What needs to be done: Find every line in the items below that contains the string "tile", and copy each of those lines.

□ □ □ □

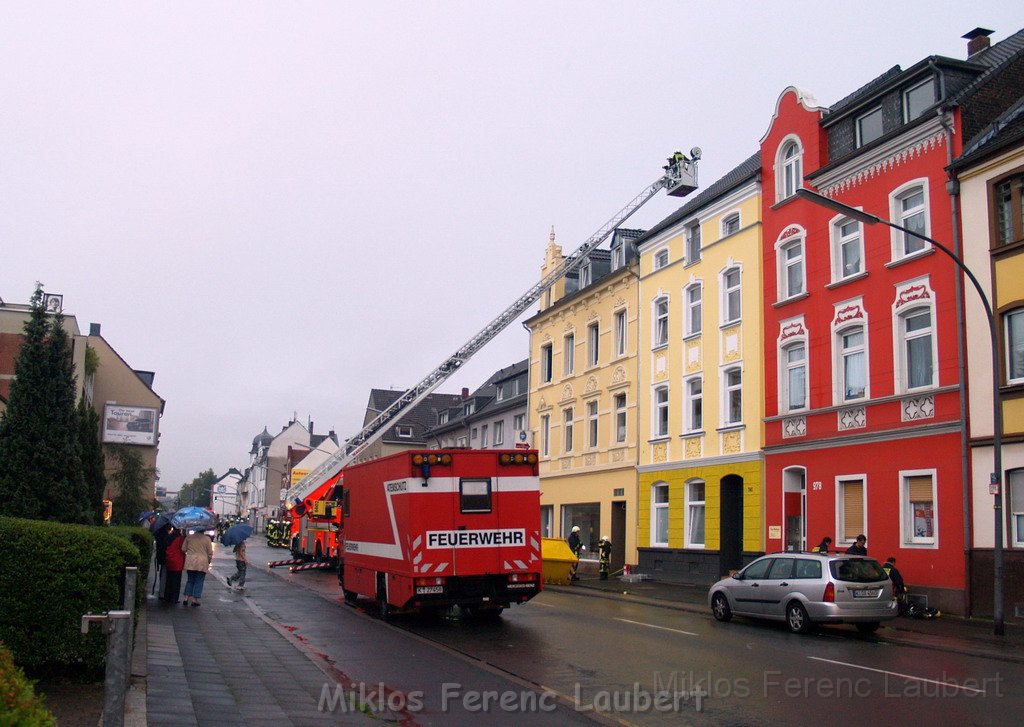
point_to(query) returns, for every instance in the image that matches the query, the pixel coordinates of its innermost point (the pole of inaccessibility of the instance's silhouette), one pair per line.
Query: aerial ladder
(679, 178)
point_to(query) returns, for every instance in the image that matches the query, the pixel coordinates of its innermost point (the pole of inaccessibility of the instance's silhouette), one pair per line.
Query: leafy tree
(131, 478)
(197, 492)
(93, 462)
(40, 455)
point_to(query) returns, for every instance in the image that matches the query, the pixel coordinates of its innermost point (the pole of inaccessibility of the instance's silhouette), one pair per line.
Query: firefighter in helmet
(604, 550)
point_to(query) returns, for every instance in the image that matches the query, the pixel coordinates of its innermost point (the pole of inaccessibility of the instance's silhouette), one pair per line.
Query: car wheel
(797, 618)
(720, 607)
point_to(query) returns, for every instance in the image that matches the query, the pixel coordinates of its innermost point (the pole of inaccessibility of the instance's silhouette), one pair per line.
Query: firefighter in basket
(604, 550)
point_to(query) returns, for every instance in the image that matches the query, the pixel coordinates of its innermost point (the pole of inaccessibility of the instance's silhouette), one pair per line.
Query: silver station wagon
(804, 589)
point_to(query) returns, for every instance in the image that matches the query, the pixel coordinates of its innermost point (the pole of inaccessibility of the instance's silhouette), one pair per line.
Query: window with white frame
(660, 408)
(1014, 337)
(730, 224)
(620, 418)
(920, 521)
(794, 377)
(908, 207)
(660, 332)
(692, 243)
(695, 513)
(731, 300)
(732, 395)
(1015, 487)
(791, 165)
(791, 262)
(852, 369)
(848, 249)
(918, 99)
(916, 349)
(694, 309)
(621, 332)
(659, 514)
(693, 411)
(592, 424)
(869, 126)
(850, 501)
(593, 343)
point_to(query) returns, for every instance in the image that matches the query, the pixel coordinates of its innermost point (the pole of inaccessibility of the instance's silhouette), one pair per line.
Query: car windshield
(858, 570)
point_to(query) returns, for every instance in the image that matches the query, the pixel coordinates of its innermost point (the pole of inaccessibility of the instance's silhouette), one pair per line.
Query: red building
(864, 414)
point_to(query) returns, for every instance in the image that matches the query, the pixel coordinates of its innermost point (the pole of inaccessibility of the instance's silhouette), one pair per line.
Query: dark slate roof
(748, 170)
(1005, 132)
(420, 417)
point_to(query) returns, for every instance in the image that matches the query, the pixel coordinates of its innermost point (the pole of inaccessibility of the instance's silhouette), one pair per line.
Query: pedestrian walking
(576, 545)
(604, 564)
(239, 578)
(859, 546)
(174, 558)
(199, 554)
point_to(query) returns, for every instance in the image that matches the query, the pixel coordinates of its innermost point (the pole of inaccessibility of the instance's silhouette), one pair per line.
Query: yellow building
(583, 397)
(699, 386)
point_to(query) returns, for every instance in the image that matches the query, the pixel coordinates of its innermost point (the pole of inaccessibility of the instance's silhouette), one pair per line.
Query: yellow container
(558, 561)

□ □ □ □

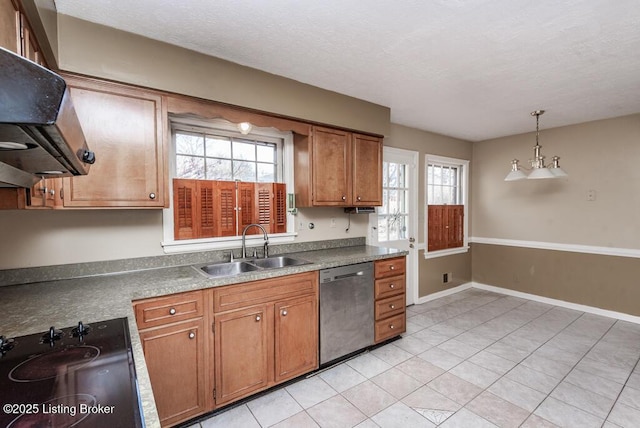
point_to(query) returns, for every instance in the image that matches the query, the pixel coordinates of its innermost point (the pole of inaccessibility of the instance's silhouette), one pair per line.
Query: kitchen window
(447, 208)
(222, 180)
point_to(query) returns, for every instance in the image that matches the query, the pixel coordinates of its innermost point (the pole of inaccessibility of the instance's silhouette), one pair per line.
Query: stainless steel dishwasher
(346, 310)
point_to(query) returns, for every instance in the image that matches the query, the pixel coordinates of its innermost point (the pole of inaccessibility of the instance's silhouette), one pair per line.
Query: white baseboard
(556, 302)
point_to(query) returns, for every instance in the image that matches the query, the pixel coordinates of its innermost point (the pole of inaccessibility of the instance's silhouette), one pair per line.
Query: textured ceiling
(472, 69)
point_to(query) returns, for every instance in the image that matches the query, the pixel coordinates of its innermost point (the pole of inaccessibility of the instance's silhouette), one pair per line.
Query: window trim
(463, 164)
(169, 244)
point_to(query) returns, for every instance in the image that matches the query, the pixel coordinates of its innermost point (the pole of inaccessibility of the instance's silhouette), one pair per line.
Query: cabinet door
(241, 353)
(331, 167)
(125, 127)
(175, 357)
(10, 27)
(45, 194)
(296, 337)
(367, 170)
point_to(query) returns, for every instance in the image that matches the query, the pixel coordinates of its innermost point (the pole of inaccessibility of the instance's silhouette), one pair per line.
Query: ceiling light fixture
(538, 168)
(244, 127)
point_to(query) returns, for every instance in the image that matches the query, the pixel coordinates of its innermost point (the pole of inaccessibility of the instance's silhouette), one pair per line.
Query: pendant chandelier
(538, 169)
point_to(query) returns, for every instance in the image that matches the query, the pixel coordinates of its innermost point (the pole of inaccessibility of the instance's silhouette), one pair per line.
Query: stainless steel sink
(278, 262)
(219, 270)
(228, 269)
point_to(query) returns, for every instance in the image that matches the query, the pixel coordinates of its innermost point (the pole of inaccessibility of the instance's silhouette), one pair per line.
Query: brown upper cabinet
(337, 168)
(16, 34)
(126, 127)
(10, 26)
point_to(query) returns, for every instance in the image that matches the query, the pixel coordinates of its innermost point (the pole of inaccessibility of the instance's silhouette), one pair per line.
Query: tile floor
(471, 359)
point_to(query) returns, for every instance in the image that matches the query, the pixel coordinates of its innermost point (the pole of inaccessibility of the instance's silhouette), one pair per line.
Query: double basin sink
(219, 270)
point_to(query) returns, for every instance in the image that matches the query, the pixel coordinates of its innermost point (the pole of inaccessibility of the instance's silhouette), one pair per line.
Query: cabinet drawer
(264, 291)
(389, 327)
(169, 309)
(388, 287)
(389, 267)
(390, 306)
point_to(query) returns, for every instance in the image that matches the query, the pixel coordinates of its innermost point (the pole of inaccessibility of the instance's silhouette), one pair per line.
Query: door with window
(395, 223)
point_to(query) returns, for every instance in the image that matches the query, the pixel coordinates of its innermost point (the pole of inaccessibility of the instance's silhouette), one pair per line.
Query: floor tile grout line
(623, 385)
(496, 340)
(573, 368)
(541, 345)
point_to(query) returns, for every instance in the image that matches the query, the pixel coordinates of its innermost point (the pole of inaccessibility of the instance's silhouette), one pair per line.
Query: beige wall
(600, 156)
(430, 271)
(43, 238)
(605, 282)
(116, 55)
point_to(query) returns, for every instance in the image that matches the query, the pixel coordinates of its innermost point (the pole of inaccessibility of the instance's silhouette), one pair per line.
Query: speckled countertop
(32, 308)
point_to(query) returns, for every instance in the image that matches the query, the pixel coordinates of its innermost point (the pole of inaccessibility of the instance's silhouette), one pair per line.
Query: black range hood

□ □ □ □

Exercise response:
Query: tile floor
Query: floor tile grout line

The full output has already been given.